> [Exercise objective]:
Search the records below for the word "sand". Pull out each line that has it.

> [Input material]:
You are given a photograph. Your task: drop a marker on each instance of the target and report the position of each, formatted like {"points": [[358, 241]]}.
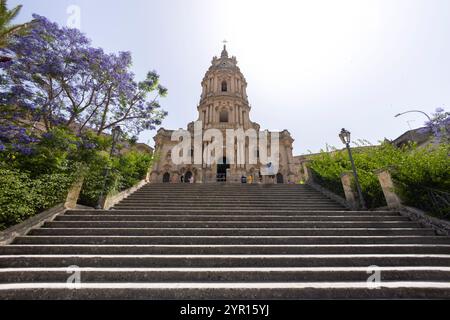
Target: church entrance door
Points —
{"points": [[222, 170]]}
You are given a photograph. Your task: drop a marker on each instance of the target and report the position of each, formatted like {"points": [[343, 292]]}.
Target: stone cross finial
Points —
{"points": [[224, 52]]}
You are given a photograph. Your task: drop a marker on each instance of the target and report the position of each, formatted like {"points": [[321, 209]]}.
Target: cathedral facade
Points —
{"points": [[223, 106]]}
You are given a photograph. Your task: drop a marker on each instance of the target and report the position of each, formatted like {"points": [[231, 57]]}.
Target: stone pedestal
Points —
{"points": [[350, 194], [307, 174], [387, 185], [74, 193]]}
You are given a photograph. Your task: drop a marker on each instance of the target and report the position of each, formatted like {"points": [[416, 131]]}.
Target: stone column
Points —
{"points": [[350, 195], [392, 199]]}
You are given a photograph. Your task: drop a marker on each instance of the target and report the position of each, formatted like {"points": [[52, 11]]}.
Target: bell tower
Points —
{"points": [[224, 102]]}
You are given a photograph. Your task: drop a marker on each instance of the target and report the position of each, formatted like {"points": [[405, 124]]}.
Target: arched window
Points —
{"points": [[280, 178], [224, 116], [224, 86], [166, 177]]}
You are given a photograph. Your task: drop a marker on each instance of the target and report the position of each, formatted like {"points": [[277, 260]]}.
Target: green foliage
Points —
{"points": [[414, 169], [121, 172], [38, 181], [22, 196], [132, 167]]}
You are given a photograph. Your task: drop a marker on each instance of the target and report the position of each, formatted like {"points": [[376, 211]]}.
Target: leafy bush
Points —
{"points": [[413, 169], [124, 172], [22, 196]]}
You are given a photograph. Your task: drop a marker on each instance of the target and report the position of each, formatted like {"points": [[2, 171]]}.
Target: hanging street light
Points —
{"points": [[345, 138]]}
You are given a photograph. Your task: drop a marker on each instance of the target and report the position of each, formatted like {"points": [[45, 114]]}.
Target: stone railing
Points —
{"points": [[387, 185]]}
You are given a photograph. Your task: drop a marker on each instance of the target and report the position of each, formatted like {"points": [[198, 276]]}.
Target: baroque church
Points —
{"points": [[223, 105]]}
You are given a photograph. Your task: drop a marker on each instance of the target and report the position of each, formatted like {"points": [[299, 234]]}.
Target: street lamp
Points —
{"points": [[116, 133], [426, 115], [345, 138]]}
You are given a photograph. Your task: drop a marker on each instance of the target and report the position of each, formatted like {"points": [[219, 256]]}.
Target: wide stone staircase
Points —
{"points": [[219, 241]]}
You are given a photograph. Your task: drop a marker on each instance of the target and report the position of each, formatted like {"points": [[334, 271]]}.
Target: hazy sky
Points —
{"points": [[312, 67]]}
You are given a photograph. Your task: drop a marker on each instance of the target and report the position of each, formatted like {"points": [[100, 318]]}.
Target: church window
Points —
{"points": [[224, 86], [224, 116]]}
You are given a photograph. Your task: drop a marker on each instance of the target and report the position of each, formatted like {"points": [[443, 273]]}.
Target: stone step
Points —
{"points": [[227, 291], [221, 275], [216, 261], [260, 213], [226, 249], [231, 232], [243, 195], [208, 201], [230, 240], [228, 205], [230, 218], [228, 224]]}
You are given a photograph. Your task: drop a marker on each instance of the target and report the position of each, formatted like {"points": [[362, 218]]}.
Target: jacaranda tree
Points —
{"points": [[58, 79]]}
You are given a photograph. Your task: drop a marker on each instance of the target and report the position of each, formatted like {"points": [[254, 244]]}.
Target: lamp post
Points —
{"points": [[116, 133], [345, 137], [426, 115]]}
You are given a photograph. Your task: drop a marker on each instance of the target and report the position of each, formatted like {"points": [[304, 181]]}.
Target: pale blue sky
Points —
{"points": [[312, 67]]}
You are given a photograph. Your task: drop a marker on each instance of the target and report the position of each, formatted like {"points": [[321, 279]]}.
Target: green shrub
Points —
{"points": [[22, 197], [413, 169], [125, 171]]}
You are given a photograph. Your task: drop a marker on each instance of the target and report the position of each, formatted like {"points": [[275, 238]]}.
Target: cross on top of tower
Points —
{"points": [[224, 52]]}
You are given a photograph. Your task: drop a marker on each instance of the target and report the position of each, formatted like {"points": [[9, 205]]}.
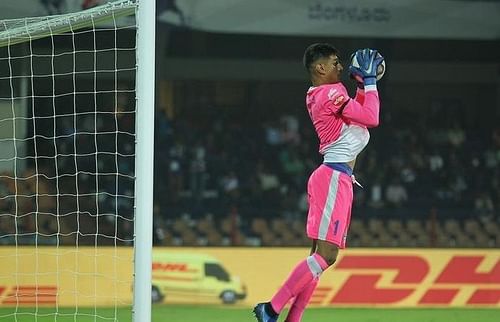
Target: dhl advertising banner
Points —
{"points": [[245, 276]]}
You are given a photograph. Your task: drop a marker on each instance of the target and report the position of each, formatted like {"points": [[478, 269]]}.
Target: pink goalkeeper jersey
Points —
{"points": [[341, 122]]}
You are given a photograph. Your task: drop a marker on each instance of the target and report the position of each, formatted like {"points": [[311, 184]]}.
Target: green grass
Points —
{"points": [[177, 313]]}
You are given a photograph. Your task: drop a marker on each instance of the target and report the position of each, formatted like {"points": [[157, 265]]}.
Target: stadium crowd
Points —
{"points": [[429, 180], [238, 178]]}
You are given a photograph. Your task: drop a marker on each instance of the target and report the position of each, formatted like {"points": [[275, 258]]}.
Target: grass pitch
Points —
{"points": [[177, 313]]}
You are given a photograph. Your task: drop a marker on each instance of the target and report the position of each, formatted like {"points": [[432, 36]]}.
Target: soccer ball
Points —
{"points": [[380, 68]]}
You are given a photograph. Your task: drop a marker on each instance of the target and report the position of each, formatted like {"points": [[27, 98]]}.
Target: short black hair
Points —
{"points": [[317, 51]]}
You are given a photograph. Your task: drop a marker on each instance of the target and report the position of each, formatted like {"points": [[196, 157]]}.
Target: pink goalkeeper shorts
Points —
{"points": [[330, 199]]}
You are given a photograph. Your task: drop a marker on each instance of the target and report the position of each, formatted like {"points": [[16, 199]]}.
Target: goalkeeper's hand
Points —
{"points": [[368, 63]]}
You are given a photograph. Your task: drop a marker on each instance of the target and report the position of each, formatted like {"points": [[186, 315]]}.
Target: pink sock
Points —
{"points": [[301, 301], [301, 276]]}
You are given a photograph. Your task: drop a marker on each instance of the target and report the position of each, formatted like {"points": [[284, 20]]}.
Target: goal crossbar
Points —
{"points": [[15, 31]]}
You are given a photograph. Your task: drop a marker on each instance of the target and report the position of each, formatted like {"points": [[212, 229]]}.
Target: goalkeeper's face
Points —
{"points": [[330, 70]]}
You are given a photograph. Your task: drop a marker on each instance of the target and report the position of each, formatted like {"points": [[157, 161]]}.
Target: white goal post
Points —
{"points": [[76, 163]]}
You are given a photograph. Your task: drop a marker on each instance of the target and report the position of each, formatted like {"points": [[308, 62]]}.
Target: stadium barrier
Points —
{"points": [[362, 277]]}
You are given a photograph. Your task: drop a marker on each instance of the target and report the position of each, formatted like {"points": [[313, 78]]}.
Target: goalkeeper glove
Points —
{"points": [[364, 64]]}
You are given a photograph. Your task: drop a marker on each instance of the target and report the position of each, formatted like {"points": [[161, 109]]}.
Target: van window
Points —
{"points": [[215, 270]]}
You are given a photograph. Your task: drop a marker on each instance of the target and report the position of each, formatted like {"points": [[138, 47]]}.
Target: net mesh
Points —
{"points": [[67, 140]]}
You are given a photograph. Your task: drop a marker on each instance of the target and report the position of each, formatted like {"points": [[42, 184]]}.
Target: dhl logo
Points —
{"points": [[172, 267], [28, 294], [411, 280]]}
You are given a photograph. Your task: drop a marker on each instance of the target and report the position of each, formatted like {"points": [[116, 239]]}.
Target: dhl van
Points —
{"points": [[193, 277]]}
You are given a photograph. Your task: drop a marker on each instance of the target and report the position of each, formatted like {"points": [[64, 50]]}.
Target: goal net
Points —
{"points": [[67, 165]]}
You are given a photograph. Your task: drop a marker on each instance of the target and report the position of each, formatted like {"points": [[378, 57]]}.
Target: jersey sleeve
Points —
{"points": [[360, 96], [363, 111]]}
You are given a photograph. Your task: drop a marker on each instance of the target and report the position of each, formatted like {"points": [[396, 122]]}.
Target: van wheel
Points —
{"points": [[228, 297], [156, 295]]}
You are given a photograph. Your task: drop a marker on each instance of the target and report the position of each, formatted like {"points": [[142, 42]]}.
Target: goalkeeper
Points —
{"points": [[341, 124]]}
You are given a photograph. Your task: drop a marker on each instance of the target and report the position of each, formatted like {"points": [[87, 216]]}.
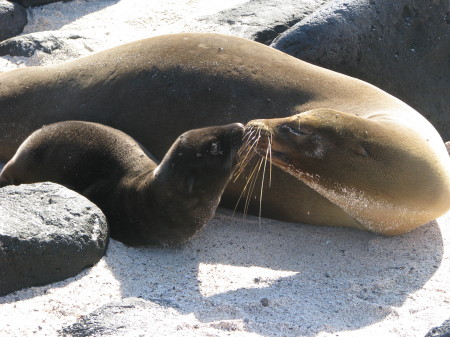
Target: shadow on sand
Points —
{"points": [[334, 278]]}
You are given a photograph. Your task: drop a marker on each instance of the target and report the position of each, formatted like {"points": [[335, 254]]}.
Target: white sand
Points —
{"points": [[319, 281]]}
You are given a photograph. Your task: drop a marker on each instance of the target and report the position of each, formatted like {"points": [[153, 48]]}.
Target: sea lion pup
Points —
{"points": [[145, 203], [381, 174], [157, 88]]}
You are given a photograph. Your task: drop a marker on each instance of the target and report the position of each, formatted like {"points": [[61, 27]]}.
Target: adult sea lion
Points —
{"points": [[359, 168], [145, 203], [157, 88]]}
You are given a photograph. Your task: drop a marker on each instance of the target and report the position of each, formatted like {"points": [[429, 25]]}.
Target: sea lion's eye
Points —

> [Solution to the problem]:
Target: shadow on sand
Target: white sand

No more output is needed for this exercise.